Page extract Block Start
Collective Societies work together
Of course, these successes are rarely an individual endeavor. It takes the support of a community to go forward.
I often meet Israelis who tried to immigrate abroad for the hope of better economic security and they returned less than 5 years later because of loneliness. They report that they missed their friends and family and the general warmth of Israeli society that just can’t be replaced. Go to the beach or pub, and you’ll quickly see how a party of two doubles and triples as the day or evening progresses. Take the bus and you’ll see people huddled in clusters even when the bus is virtually empty. For better or worse, we like to be together.
We need this collective mentality in startups. One person simply cannot do it all alone. The CEO needs to know when and how to ask for help. And his or her teammates need to be willing and able to help.
Maybe this is why coworking spaces are popping up like crazy in Israel and are becoming part of the norm for startups. Why work alone when you can pool resources from everyone around you?
I for one get much more work done in the collective environment than I do during my days of working from home, despite the ease of rolling out of bed and flipping open my laptop in my PJ’s. Seeing other people around me working energizes me. And I know my work is better when I poke my head over to my colleague’s seat and get his feedback.
Besides that, I don’t like eating alone. Moreover, the real conversations happen over lunch.
The Army is a Fertile Training Ground
Part of the collective mentality stems from the military. The Israeli Army offers ample opportunity for soldiers to develop skills, hone their creativity, and create contacts that last a lifetime.
Improvising is the norm, even if that means bending the rules and challenging authority.
Most importantly, it is a place where the ability and willingness to learn a new skills supersedes experience. The Army will train the youth and give them the place to apply their knowledge.
I know countless developers who got their start in tech in the Army. By the time they were released from their compulsory service, they had 2-3 years of experience in tech at minimum. Meanwhile, youth abroad were in college learning theory with no real life application. Education is important, but life experience trumps the text books.
Forbes estimates over 1000 companies that came out of Israel Defense Force’s once clandestine unit 8200. The unit trains youth with a high aptitude for analytical thinking, decision-making, and team-work as cyber intelligence analysts. It’s not surprising that Israel plays a dominant role cybersecurity globally, with the United States as its only superior for cyber defense and data protection.
Page extract Block End
Given entries Block Start
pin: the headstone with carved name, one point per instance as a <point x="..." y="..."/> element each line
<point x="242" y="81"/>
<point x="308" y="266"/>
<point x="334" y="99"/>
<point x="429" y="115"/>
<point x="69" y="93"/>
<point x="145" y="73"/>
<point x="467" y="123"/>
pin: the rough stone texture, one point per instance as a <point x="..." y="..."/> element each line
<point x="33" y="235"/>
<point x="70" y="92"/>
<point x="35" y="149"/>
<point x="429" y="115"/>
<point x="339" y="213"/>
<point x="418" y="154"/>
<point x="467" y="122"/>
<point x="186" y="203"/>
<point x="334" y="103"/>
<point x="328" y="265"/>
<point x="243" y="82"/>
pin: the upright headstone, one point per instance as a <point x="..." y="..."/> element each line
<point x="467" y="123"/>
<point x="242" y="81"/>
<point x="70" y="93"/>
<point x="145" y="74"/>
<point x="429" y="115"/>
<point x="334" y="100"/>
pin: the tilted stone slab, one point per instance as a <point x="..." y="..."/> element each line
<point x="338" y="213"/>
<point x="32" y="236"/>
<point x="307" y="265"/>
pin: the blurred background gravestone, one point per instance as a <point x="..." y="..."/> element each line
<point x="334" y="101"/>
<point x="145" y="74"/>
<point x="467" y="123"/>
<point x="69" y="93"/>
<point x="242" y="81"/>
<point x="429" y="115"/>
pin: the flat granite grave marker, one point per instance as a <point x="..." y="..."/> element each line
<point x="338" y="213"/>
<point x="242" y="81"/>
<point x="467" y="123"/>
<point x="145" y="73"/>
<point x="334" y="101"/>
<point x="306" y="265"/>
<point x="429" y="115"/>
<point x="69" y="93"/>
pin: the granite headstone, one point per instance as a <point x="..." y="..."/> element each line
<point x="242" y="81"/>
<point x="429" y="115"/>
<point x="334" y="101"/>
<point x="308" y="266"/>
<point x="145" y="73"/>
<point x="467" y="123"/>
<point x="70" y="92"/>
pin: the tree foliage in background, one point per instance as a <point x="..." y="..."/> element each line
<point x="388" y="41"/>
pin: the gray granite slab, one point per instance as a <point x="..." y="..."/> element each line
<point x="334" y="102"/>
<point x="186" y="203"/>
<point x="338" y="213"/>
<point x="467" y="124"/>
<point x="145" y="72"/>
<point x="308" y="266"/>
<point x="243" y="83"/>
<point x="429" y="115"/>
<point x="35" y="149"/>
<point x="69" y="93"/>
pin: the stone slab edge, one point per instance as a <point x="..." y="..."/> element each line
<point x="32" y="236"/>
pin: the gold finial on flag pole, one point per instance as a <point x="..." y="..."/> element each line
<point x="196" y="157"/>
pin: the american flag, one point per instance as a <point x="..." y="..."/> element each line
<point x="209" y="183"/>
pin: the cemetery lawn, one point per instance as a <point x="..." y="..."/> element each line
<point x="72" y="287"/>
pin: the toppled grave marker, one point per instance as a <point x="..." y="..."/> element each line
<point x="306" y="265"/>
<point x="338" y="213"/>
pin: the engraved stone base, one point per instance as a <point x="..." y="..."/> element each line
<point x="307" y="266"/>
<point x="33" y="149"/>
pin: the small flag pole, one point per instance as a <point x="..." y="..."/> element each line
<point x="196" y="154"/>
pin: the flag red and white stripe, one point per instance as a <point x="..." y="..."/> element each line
Given entries Block End
* Problem set
A. According to the passage on Israeli startup culture, why does the writer get more work done in a coworking space than at home? Answer in one to three sentences.
B. Pick up the passage on Israeli startup culture after its last sentence and keep writing.
None of these items are needed.

* Answers to the problems
A. Seeing other people working nearby energizes the writer. The writer's work is also better when they can poke their head over to a colleague's seat and get his feedback.

B.
They were given one mission: figure out how to hack the computers of hostile nations, crack the encryption, and decrypt the data. Other than that, there were no rules or guidelines. The unit has to be adaptable and willing to try anything to succeed with limited resources. And they have to learn to work together.
If there is a problem, these tech wizards will figure out a way to fix it like real-life MacGyvers. They can solve everything from a water scarcity and impending rockets to live-saving medical solutions using artificial intelligence as well as innovative methods of travel via social entrepreneurship on shoe-string budgets.
It’s a start-up by design.
How do we transition to a Tech Nation?
All of that being said, it is becoming clear that Israel is growing up. We have taken off our training wheels and our start-ups are moving ahead at full-speed. Ran Senderovitz, VP, general manager at Intel Israel Development Centers believes that to continue calling us startup nation is like saying we are Peter Pan, never growing up. And we have proven that we can succeed in the long term.
To paraphrase Friedrich Nietzsche, we need the Dionysian ecstasy to thrust our passions forward and the rational thinking of Apollo to keep these creations stable. Passion builds the product and drives innovation. But that is only part of the game.
We need the methodical business people to channel our passions into solid businesses that can withstand time. Moreover, we’ll need to open ourselves up to partnerships that may challenge our comfort zones.
And that will be the unique challenge in this hot-tempered climate.